> **OBJECTIVE**
Copy the part of the entries that opens with the line containing "the vegetation, locate" and runs through the end of the entries, keeping every character unchanged.

[Data extracted from a collection]

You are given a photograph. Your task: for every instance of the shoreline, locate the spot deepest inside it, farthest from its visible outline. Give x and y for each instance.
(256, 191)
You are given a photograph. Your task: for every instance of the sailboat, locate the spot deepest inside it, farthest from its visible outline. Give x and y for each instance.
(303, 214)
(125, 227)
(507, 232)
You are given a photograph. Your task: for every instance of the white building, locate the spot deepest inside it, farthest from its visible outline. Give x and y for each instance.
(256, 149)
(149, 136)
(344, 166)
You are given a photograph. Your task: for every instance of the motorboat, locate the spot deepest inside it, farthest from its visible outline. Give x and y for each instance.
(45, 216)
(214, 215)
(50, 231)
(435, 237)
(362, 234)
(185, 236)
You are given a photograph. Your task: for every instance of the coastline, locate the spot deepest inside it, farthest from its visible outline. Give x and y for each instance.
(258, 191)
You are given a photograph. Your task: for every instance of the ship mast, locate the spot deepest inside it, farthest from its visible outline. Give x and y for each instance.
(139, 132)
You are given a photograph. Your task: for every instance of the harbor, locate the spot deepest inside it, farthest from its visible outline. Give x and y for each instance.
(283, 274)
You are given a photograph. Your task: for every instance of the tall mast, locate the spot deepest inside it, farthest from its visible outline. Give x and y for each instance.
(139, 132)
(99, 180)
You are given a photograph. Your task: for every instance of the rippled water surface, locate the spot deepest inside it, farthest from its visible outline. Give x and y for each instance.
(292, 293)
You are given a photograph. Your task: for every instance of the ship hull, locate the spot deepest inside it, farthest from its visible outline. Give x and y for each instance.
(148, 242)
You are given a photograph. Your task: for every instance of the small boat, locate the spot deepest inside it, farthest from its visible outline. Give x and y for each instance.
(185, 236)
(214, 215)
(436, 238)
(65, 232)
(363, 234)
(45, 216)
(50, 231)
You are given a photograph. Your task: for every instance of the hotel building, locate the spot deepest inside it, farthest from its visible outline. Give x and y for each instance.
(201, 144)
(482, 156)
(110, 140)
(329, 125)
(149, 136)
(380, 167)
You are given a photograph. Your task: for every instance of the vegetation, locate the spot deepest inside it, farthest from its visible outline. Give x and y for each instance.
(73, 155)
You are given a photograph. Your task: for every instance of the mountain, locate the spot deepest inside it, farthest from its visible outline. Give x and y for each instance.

> **WRITTEN RESPONSE**
You are given a photograph. Your task: for every instance of the vegetation, locate the spot deepest inside it, farthest from its visible outline. Give x and y for each instance.
(73, 155)
You are given a photograph. Your task: for every instance of the mountain, locate the spot deepest inside it, farthest from its visible outline. Give x and y for each instance.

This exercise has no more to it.